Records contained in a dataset
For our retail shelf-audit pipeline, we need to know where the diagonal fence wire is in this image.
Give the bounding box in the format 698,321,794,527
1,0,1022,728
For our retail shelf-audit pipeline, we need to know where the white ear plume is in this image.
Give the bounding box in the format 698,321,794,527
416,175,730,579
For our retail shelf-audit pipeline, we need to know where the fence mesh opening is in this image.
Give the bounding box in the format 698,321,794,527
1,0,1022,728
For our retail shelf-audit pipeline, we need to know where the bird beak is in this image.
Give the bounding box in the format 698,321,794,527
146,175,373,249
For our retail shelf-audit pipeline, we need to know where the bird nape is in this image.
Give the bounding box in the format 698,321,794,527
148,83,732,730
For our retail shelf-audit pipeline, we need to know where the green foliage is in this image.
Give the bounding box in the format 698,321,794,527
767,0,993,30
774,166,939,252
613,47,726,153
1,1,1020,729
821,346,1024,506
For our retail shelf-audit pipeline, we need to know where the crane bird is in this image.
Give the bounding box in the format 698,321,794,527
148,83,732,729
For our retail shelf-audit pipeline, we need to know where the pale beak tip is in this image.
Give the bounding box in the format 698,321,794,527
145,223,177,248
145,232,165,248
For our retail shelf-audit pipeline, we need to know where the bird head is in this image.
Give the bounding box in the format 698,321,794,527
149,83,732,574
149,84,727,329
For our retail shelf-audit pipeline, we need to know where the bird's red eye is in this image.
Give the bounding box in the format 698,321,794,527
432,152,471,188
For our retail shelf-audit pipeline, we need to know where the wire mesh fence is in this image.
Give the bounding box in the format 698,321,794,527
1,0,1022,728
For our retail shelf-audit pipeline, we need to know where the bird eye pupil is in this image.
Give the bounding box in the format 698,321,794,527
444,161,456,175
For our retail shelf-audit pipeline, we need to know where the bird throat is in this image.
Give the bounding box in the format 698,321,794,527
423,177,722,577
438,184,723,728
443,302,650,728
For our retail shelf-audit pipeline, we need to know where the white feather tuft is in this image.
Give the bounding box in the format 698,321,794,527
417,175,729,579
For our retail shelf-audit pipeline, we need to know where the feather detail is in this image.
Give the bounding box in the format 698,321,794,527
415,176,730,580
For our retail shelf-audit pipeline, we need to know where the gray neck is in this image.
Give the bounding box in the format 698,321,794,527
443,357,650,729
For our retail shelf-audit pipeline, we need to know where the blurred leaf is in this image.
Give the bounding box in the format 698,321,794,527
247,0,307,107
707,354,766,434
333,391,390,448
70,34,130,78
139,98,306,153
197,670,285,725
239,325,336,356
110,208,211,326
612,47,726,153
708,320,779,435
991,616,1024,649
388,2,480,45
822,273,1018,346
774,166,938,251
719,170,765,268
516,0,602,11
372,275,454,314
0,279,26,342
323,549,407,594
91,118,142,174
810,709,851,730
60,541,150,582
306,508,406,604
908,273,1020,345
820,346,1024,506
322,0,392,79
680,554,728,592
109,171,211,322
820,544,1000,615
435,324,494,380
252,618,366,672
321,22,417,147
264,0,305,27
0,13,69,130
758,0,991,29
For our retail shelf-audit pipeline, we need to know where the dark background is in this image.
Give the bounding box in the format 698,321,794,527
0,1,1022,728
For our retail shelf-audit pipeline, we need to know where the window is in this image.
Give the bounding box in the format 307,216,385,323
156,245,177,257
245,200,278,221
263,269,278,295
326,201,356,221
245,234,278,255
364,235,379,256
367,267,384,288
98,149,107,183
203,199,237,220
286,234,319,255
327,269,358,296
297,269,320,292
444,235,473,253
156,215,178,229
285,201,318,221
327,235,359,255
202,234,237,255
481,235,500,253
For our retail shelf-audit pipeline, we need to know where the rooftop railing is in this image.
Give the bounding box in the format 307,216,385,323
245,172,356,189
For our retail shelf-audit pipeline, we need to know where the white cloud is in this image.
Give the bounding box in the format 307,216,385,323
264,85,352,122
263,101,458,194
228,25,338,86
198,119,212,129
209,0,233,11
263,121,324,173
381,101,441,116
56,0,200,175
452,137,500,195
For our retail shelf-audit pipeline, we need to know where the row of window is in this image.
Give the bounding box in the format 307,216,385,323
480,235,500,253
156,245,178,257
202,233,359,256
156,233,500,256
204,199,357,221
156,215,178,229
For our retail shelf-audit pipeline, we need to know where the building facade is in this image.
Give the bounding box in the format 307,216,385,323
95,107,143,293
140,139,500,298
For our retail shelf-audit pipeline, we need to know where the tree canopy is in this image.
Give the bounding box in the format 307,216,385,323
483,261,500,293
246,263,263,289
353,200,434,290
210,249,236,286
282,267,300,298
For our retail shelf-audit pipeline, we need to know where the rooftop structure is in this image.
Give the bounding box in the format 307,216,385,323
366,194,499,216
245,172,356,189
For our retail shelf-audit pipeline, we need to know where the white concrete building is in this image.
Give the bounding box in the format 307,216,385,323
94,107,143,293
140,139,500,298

◆ What to produce
Copy all of the data exactly. Skip nothing.

◆ Reply
For our retail shelf-audit pipeline, we need to know where the diagonal fence wire is in this image.
Give the bounding box in the format 698,321,794,527
1,0,1022,728
For our retail shelf-audit pipeline, we need to know where the white ear plume is in this image.
Give the bounding box in the format 698,321,794,527
416,175,730,579
For our retail shelf-audit pipeline, we need to know where the fence mesh opening is in this image.
Give the bounding box in the format 698,321,794,527
1,0,1022,728
For our retail shelf-audit pipeline, we need to know where the bird beak is in this image.
Give the bounding box in the format 698,321,794,527
146,175,373,249
For our retail shelf-audit pipeline, we need to know where the bird nape is in this image.
Give the bounding box in the format 698,321,794,527
148,83,732,730
For our retail shelf-audit pipeline, we need to know where the green foliage is in this image.
Give the bounding box in the format 698,321,794,527
767,0,993,30
774,166,939,252
613,47,726,153
1,1,1020,729
821,346,1024,506
For our retail shelf-audit pipeline, we need to know where the crane bird is in this image.
Give the bounding box in the format 698,321,794,527
148,83,732,729
For our retail shelf-audit pipeline, we need to know where the pale beak tip is in this image.
Give the bounding box in the format 698,321,794,527
145,223,177,248
145,232,165,248
For our retail shelf-audit pipeline, we need to know where the bird head is in this image.
Give the bounding box in the format 698,321,794,527
149,83,732,574
149,84,727,329
For our retail shelf-audit pipeline, we need to know where the bird's red eye is in this image.
Give the bounding box in the format 698,321,794,527
432,152,471,188
For our retail shelf-audit pipeline, we need to know where the wire mesh fence is in this image.
Give the bounding box in the format 698,321,794,527
1,0,1022,728
For our retail shelf-audit pipeline, we need to know where the bird eye pupil is in this image.
Give the bounding box in the format 698,321,794,527
444,161,456,175
For our retail shelf-audit pipeline, we need to know where the bird throat is in this image.
Give the bounding box in the format 698,321,794,527
423,177,722,577
438,184,723,728
443,302,650,728
For our retail shelf-audit pipeline, we need to know where the white feather tuft is in this image.
Give the bounding box in the format 698,321,794,527
417,175,729,579
For our retail shelf-audit pipeline, we need to know where the feather detail is in this image.
Give the bounding box in the format 698,321,794,527
415,176,730,580
For our retail shelf-audit pipeline, we need to know where the gray neck is in this image.
Give the bounding box in the format 698,321,794,527
443,357,650,729
For our retail shelf-audit pipeline, we need to know where the blurred leaf is in this image.
Give the bounding box in the format 698,321,794,527
247,0,307,107
707,354,766,434
333,391,390,448
70,34,130,78
139,98,306,153
197,670,285,725
239,325,336,356
110,208,211,326
612,47,726,153
708,320,779,435
991,616,1024,649
388,2,480,45
822,273,1018,346
774,166,938,251
719,170,765,268
516,0,602,11
372,275,454,314
0,279,26,342
323,549,407,594
91,118,142,174
810,709,851,730
60,541,150,582
306,508,406,604
908,273,1020,345
820,346,1024,506
322,0,392,79
680,554,728,592
109,171,211,322
820,544,1000,615
435,324,494,380
252,618,366,672
321,22,417,147
264,0,305,27
0,13,69,130
758,0,991,29
For our retail shelf-audit pipeline, we need to know where the dark background is in this image.
Give the bounding box in the format 698,321,794,527
0,1,1022,728
For our retail shelf-audit pipeline, we need to know where the window is in this image.
Give the bounding box in the format 307,216,385,323
156,245,177,257
245,200,278,221
263,269,278,295
326,201,356,221
245,234,278,255
364,235,379,256
367,267,384,288
98,149,107,183
203,199,237,220
286,234,319,255
327,269,358,296
297,269,320,292
444,235,473,253
156,215,178,229
285,201,318,221
327,235,359,255
202,234,237,255
481,235,500,253
For our retail shelf-audit pipeline, we need to know where the rooftop railing is in this image.
Give the bounding box in the format 307,216,385,323
245,172,356,189
For our retail shelf-audit pipeline, we need to know where the white cloud is in this image.
Give the bounding box in the format 307,216,385,323
264,85,352,122
263,101,458,194
228,25,338,86
198,119,212,129
209,0,233,11
263,121,324,173
381,101,441,116
56,0,200,175
452,137,500,195
For our retail shelf-audit pipeline, we need to know where the row of window is in this image.
Give the bounding box in the format 307,216,385,323
480,235,500,253
156,245,178,257
202,233,359,256
156,233,500,256
204,199,357,221
156,215,178,229
For our retail shelf-audit pipeline, we need to know where the building facade is in this image.
Give the bounding box in the format 307,216,385,323
95,107,143,293
140,139,500,298
For our retail shelf-audit pipeline, we need to know where the tree canopy is in this image.
Give the bounding box in the format 307,216,385,323
483,261,500,293
246,263,263,289
353,200,434,290
210,249,236,286
282,267,300,298
For our retail shelf-audit pipeline, we need to know where the rooftop structure is in this image.
Give the bounding box in the format 307,216,385,323
366,194,499,216
245,172,356,189
For our retail shelf-audit pipeline, we need to know where the white concrete building is in this image.
Give the bounding box in the format 307,216,385,323
94,107,143,293
140,139,500,298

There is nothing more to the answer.